__Material shown__.
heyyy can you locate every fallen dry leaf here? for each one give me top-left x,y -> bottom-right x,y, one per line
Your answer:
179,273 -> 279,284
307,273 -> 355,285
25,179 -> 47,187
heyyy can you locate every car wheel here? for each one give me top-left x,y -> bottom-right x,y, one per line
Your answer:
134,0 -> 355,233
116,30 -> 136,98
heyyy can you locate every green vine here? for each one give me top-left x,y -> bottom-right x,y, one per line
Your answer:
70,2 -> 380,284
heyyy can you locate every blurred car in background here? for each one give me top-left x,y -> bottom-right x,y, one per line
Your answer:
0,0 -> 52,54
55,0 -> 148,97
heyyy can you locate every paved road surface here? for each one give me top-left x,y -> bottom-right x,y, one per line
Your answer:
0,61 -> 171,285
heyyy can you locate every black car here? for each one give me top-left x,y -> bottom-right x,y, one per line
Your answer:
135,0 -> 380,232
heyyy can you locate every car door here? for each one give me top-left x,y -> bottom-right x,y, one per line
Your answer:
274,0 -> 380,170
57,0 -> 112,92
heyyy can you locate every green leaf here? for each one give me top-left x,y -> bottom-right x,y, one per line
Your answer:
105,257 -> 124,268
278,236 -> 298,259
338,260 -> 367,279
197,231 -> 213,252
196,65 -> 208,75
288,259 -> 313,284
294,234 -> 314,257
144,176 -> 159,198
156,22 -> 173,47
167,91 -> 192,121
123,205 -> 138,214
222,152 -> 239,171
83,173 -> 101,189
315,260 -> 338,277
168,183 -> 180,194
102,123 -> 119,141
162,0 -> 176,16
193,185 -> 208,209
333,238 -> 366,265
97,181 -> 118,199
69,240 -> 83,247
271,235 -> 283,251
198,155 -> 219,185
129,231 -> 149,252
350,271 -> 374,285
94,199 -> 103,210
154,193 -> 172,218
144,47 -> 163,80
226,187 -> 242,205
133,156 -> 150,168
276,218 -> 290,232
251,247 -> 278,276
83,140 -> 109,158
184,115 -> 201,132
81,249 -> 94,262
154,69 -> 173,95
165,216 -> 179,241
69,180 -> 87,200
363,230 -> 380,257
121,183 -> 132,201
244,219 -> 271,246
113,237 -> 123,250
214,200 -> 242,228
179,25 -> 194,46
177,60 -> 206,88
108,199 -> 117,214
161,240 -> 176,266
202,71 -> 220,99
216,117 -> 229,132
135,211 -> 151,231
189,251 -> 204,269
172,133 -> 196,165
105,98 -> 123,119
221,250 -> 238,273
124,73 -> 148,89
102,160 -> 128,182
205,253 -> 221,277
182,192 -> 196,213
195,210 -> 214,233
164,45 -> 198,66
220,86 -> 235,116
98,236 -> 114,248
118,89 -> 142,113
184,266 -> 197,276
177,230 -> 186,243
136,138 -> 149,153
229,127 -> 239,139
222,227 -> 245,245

__What the task requires__. I'd like every line with the string "leaf" copied from the listing.

__Answer space__.
heyyy can you locate every fallen dry leaf here? for each one give me top-left x,y -> bottom-right x,y, one per line
heyyy can you locate every green leaf here? for each one give me top-left x,y -> bottom-right x,y, one per line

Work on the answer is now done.